■ EXERCISE OBJECTIVE: Copy each of the entries below word for word.

────────────────────

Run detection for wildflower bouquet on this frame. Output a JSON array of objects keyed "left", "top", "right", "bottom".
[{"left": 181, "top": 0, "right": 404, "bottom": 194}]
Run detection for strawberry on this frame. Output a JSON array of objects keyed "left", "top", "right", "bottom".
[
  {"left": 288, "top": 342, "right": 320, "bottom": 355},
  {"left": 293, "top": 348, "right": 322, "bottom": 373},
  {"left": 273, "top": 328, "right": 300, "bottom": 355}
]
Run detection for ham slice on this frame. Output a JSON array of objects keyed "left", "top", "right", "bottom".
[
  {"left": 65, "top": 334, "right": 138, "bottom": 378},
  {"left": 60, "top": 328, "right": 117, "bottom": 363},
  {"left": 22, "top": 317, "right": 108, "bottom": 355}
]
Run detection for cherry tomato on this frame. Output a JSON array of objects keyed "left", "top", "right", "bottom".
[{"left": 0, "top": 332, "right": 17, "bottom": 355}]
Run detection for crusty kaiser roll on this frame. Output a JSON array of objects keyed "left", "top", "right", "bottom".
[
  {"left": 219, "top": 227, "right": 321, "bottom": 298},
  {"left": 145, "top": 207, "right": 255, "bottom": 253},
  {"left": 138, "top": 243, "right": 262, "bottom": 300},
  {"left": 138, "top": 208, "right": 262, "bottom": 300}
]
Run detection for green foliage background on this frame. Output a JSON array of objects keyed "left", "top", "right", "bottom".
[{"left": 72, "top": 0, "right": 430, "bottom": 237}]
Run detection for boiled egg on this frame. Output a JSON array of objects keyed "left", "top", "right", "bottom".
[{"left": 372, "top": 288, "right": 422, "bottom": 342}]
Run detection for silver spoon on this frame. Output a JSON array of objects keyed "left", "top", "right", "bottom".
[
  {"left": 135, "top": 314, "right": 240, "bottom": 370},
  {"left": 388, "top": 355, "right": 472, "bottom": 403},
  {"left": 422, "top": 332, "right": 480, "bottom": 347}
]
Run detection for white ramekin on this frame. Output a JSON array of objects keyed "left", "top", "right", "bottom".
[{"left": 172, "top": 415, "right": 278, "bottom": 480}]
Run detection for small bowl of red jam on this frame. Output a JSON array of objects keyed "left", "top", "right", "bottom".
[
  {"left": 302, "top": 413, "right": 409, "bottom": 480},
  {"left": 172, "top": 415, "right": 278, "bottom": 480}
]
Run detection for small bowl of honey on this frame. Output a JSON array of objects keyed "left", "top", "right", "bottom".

────────────────────

■ SOLUTION TO THE PROBLEM:
Run detection for wildflower bouquet on this frame. Output a JSON array of objects keyed "left", "top", "right", "bottom".
[{"left": 181, "top": 0, "right": 404, "bottom": 194}]
Run detection for strawberry on this frame. Output a JSON array of objects keyed "left", "top", "right", "bottom".
[
  {"left": 288, "top": 342, "right": 320, "bottom": 355},
  {"left": 293, "top": 348, "right": 322, "bottom": 373},
  {"left": 273, "top": 328, "right": 300, "bottom": 355}
]
Run detection for ham slice on this frame. Output a JSON array of objects keyed "left", "top", "right", "bottom".
[
  {"left": 65, "top": 334, "right": 138, "bottom": 378},
  {"left": 60, "top": 328, "right": 117, "bottom": 363},
  {"left": 22, "top": 317, "right": 108, "bottom": 355}
]
Run detection for cherry tomato on this frame. Output a JSON array of objects keyed "left", "top", "right", "bottom".
[{"left": 0, "top": 332, "right": 17, "bottom": 355}]
Run detection for crusty kaiser roll on this frame. Output a JSON array of objects keyed "left", "top", "right", "bottom".
[
  {"left": 219, "top": 227, "right": 321, "bottom": 298},
  {"left": 145, "top": 207, "right": 255, "bottom": 253},
  {"left": 138, "top": 243, "right": 262, "bottom": 300},
  {"left": 138, "top": 208, "right": 262, "bottom": 300}
]
Run detection for green foliage background on this frame. Output a JSON array of objects keyed "left", "top", "right", "bottom".
[{"left": 72, "top": 0, "right": 430, "bottom": 237}]
Run detection for boiled egg on this frame. Output a JSON array of objects keyed "left", "top", "right", "bottom".
[{"left": 372, "top": 288, "right": 422, "bottom": 342}]
Run detection for silver spoon on this frame. Output a JSON array of objects keyed "left", "top", "right", "bottom".
[
  {"left": 135, "top": 314, "right": 240, "bottom": 370},
  {"left": 388, "top": 355, "right": 472, "bottom": 403},
  {"left": 422, "top": 332, "right": 480, "bottom": 347}
]
Run detection for white ramekin on this frame. Output a JSON array of objects keyed "left", "top", "right", "bottom".
[{"left": 172, "top": 415, "right": 278, "bottom": 480}]
Run detection for small bowl of red jam on this frame. Output a JSON array of objects keyed "left", "top", "right", "bottom".
[
  {"left": 302, "top": 413, "right": 409, "bottom": 480},
  {"left": 172, "top": 415, "right": 278, "bottom": 480}
]
Run detection for small bowl of honey on this frame. Output a JSON array of objects keyed "left", "top", "right", "bottom".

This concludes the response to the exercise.